↓↓↓

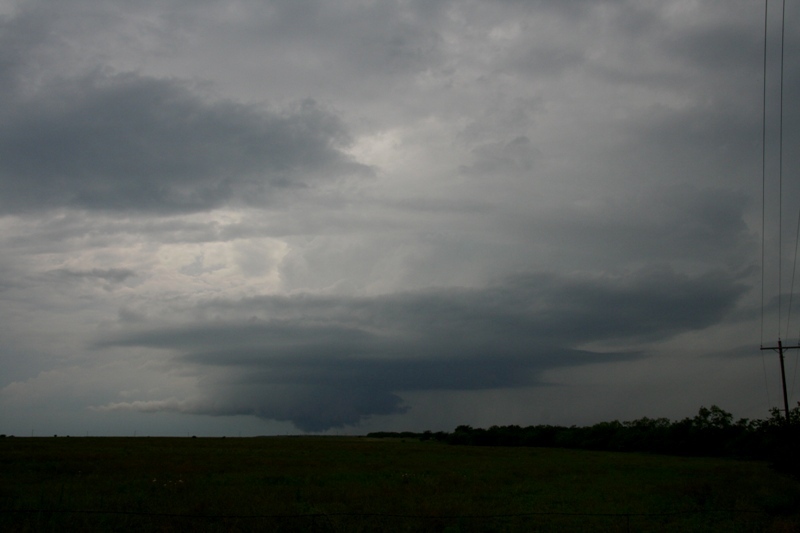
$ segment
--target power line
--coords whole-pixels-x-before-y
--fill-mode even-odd
[[[764,1],[764,62],[763,62],[763,92],[761,99],[761,346],[764,346],[764,278],[766,270],[765,261],[765,233],[767,212],[767,21],[769,15],[769,0]],[[767,410],[772,406],[769,397],[769,380],[767,379],[767,360],[763,350],[761,365],[764,369],[764,387],[767,392]]]
[[[783,266],[783,50],[786,34],[786,0],[781,2],[781,68],[780,68],[780,93],[778,112],[778,339],[781,338],[780,324],[782,297],[782,266]],[[787,330],[789,324],[786,324]],[[788,331],[787,331],[788,334]]]

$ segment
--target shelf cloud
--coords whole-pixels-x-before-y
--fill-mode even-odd
[[[98,346],[168,350],[176,369],[202,376],[199,399],[104,409],[255,415],[304,431],[356,425],[405,412],[398,394],[407,391],[531,386],[547,369],[641,358],[578,346],[703,328],[743,292],[723,275],[663,271],[624,280],[519,275],[477,290],[373,298],[215,302],[206,310],[218,315],[211,323],[140,328]]]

↑↑↑

_DIRECTIONS:_ The word "target" may appear in several lines of the data; copy every line where it does.

_YOUR RESPONSE:_
--target power line
--target shelf cloud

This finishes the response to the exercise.